Text under study
• • • • • • •
10/07/2010 01:33 pm ET Updated Dec 06, 2017

Without a Home : Helping the Homeless One Phone Call at a Time


There's a man I always see walking around my neighborhood in Los Angeles. I am pretty certain he is homeless and I am definitely sure that he is suffering from a severe mental illness. I have seen him countless times, walking around Hollywood and West Hollywood. He's rather dirty and he's always talking to himself out loud; screaming, yelling, flailing his arms. I can see in his eyes and in his actions that he's not well.

Unlike so many people I have met and spoken to who are living on the streets, this is one man I have not approached. Though I want nothing more than to go up to him, find out his name, learn about his story and see how I can help him, I have not done so; admittedly, as a result of fear and of course a desire to protect myself. Until I find out what this man's name is, I have decided to call him John.

My heart goes out to John because I know he is not capable of helping himself. In addition to this man's mental illness, he's also dealing with a host of other issues that come with being homeless. He, like so many others, lacks the resources as well as the mental ability to help himself the way that others might be able to. While no homeless person has it easy, the added factor of having a mental impairment which prevents or hinders one's ability to take care of oneself, can only make being homeless that much more excruciating.
• • • • • • •
Dataset entries
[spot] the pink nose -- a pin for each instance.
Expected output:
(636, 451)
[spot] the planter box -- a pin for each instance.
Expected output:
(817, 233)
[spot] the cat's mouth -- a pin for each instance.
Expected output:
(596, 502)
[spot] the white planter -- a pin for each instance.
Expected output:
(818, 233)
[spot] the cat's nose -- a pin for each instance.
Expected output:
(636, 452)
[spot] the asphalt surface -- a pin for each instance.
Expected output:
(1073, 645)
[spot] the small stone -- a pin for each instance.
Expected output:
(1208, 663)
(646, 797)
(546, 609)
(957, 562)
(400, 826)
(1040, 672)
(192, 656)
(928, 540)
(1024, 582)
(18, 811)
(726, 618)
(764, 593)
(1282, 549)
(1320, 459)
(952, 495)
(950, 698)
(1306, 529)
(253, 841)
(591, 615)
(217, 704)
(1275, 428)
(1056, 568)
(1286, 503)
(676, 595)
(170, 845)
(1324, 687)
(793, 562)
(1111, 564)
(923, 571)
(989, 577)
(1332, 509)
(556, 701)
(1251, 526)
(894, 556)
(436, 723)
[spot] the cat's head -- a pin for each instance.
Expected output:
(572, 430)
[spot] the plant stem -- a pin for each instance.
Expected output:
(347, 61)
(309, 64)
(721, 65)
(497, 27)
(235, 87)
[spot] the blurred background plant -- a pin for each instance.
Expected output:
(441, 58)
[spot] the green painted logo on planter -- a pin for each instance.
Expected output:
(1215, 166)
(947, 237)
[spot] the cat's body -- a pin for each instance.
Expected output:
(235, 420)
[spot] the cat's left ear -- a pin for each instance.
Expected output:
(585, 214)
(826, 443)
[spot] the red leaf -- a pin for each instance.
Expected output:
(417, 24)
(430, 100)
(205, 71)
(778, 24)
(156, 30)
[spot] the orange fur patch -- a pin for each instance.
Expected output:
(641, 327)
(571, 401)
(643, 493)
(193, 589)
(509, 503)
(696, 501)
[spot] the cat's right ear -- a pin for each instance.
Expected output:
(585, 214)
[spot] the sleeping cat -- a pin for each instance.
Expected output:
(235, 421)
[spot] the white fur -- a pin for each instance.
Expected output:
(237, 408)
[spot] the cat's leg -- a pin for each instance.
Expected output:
• • • • • • •
Tasks to perform
1: Repeat the passage of the piece on helping the homeless that begins at the words "Without a Home" and stops after "he's not well.".
2: In the piece on helping the homeless, why has the writer not approached the man they call John?

Answers given
1:
Without a Home : Helping the Homeless One Phone Call at a Time


There's a man I always see walking around my neighborhood in Los Angeles. I am pretty certain he is homeless and I am definitely sure that he is suffering from a severe mental illness. I have seen him countless times, walking around Hollywood and West Hollywood. He's rather dirty and he's always talking to himself out loud; screaming, yelling, flailing his arms. I can see in his eyes and in his actions that he's not well.

2: The writer has held back out of fear and a desire for self-protection. This is despite wanting nothing more than to learn his name and story and see how to help him.